▸ EXERCISE TEXT
▬▬▬▬▬▬▬▬▬▬

The expansion of the public mental health care system in France

The expansion of the public mental health care system in France

Interview with Isabel Perera (Cornell University)
  • Actualité Sciences PoActualité Sciences Po

Isabel M. Perera is an Assistant Professor of Government at Cornell University. Her studies focus on the way politics shape social policies, labor markets, and overall economies of affluent democracies, focusing on the United States and Western Europe. During the month of June 2023, she was a visiting scholar within LIEPP’s Health Policies research group and conducted a seminar on The Welfare Workforce: Trade Unions and Mental Health Care in France.


  • Your current work focuses on the expansion of the public mental health care system in France during the 20th century. How did this service expand?

There was enormous pressure to reduce public mental health care during the late 20 th century. Part of this pressure came from the movement to “de-institutionalize” people with mental illness out of hospitals and promote their social inclusion. These efforts had good intentions. They aimed to reduce psychiatry’s reliance on hospitals – but deinstitutionalization soon became an excuse of cash-strapped governments to cut spending on mental health care entirely. While all Western countries managed to de-populate mental hospitals this way, only a few were able to expand the non-hospital, community-based services that the deinstitutionalization movement saw as its ultimate goal. That’s where the French case comes in. “La voie française” of deinstitutionalization was different from that of most other countries. France managed to de-populate mental hospitals; but not close them wholesale. Rather, France was one of those few countries to expand non-hospital, publicly funded mental health care, precisely as deinstitutionalization was underway.

While researching French deinstitutionalization, I found that the trade unions representing mental hospitals and related services played an important role in advocating for expansion. They wanted to protect their jobs! What made these unions especially influential, I think, was that they represented a broad coalition of workers across the occupational strata: doctors, nurses, attendants -- and, importantly, service administrators and managers, who often have direct access to policy-makers as their advisees. This coalition lasted for several decades and benefited from several key moments in French political history (e.g., the public employment expansions following May 1968 and Mitterand’s policy settlements of the 1980s). By the late 20 th century, they had managed to increase their job security and, in doing so, expand the mental heath system.

  • What results did this expansion have?

The expansion of French mental health care has led to the “sectorization” system, which seeks to provide a wide variety of public mental health care services (hospital and non-hospital) to geographic catchment areas across the entire territory. The result is a fairly large public mental health care system. Although the system has faced renewed attempts to cut spending in recent years, it remains larger and more comprehensive than those of many other countries.

  • When it comes to the implementation of public policies, how can worker advocacy make a difference?

▬▬▬▬▬▬▬▬▬▬

▸ SOURCE INFORMATION
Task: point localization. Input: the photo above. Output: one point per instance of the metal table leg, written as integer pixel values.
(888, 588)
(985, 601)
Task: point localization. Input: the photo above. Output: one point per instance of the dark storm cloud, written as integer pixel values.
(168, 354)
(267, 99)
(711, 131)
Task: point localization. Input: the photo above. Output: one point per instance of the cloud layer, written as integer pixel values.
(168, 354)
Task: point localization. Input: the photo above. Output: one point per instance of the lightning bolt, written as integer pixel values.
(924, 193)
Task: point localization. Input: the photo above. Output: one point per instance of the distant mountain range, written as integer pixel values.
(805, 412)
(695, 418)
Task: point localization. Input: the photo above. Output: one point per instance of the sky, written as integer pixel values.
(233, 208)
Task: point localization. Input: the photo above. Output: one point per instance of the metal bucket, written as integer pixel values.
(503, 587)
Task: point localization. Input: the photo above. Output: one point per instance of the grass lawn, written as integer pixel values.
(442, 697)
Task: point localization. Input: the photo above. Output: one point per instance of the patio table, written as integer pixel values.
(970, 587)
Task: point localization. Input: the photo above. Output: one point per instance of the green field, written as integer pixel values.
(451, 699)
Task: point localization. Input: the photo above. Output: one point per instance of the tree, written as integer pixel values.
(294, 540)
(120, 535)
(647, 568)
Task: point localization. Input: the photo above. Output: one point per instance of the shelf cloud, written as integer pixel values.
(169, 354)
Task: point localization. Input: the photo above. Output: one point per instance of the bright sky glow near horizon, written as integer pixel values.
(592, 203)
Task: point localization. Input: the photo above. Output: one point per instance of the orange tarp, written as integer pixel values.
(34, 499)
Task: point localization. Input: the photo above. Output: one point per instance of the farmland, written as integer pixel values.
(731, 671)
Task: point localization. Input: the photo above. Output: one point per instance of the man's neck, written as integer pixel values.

▬▬▬▬▬▬▬▬▬▬

▸ WORK REQUEST
Please continue the interview about the expansion of France's public mental health care system, picking up right after its final line.

▸ ANSWER BOX
Where public policies concern public services, they also concern public employees. These workers often are keen to protect these services, especially given tight labor market conditions. Jobs in the public sector are among the most secure and stable in today’s economy. Government workers would like to keep things that way, so they try to increase public funding revenues and bargain for additional job protections.

The spillover effects produce a feedback cycle: in the long run, public sector trade unions work to secure public jobs, which in turn secure public services, ultimately feeding resources back into public unions and empowering them further.

However, this mutually reinforcing feedback cycle is not always morally desirable. Sometimes, public unions can defend services that expand state surveillance or repression beyond what is ethically appropriate (especially an issue in policy or carceral services); or they simply defend services that the public may no longer deem as necessary (e.g., postal work in the digital era). It is important to be sensitive to these risks, particularly since workers have an outsized effect on service provision when client groups lack the political power to demand them (or not) on their own. But in many other cases, public sector trade unions are critical to the maintenance and expansion of valuable public services, such as health care and education.

  • During the month of June 2023, you were a visiting scholar at LIEPP. How was your experience?

LIEPP is a wonderful place to work. I especially benefited from the rich expertise of the health policies research group, which provided excellent feedback on my research project. At the same time, I also was able to learn from scholars from the other research groups. This exposure allowed me to both broaden my knowledge of area specialties outside my own while thinking more about our shared theoretical frameworks. Moreover, I very much appreciate LIEPP’s ability to translate top academic research into practice. In my view, this is exactly the task of the policy scholar – but it can be very difficult to do well. Too often, we limit our work to paywalled academic journals and or closed academic conferences. LIEPP, with its emphasis on both Working Papers and Policy Briefs, shows us how to bridge the divide between theory and practice.